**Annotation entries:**
————

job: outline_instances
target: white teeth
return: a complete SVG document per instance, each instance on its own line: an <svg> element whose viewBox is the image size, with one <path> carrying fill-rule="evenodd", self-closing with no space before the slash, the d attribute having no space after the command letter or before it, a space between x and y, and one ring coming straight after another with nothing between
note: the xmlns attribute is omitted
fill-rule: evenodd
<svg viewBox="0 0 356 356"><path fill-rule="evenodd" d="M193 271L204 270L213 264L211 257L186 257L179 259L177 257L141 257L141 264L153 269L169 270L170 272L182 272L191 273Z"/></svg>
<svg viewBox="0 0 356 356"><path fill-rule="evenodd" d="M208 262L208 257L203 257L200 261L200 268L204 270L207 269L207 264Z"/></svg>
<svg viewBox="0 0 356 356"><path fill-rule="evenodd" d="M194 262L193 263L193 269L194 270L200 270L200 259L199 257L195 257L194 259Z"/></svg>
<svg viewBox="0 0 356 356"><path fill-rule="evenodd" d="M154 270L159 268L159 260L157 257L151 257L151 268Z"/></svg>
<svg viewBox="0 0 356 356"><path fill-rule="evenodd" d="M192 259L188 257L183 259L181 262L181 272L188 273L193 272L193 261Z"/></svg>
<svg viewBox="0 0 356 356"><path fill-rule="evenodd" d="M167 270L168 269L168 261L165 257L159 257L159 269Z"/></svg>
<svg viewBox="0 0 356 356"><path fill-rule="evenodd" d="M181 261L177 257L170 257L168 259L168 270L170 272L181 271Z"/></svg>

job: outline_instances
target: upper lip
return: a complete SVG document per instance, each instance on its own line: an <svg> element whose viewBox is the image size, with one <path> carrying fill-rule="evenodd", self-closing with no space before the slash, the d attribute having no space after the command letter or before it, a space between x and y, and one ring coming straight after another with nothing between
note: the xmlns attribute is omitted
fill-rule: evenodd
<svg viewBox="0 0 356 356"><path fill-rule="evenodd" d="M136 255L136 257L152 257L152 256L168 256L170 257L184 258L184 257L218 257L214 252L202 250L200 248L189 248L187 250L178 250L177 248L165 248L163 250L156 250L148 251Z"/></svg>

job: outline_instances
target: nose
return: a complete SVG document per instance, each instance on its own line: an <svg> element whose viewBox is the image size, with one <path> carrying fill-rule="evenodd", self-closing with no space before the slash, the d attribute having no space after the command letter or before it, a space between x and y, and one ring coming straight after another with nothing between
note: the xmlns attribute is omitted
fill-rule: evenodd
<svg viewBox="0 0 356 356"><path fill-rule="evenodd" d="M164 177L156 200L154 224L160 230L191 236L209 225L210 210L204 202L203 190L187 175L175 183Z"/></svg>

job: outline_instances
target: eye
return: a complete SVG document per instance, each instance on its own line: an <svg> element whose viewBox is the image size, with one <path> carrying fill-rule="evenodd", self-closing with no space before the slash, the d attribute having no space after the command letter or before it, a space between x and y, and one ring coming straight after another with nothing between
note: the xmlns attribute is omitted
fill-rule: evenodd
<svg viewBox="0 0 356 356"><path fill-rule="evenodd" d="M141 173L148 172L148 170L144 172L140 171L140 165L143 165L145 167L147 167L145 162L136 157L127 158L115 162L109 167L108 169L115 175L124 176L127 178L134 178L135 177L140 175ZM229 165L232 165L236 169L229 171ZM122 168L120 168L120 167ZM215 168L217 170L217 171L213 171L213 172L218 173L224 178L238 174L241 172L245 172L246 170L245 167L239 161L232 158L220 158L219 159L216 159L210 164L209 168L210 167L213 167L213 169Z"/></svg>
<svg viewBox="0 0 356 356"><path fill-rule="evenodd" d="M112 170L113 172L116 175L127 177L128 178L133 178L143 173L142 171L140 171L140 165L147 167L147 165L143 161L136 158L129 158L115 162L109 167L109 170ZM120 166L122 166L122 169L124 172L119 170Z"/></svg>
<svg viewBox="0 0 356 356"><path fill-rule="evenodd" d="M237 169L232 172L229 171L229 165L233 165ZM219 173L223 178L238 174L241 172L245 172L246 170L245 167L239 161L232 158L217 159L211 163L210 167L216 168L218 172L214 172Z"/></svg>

————

**STATED EXERCISE:** Identify each line in the entries above that contains the word "target", and copy every such line in full.

**RESULT:**
target: white teeth
target: upper lip
target: nose
target: eye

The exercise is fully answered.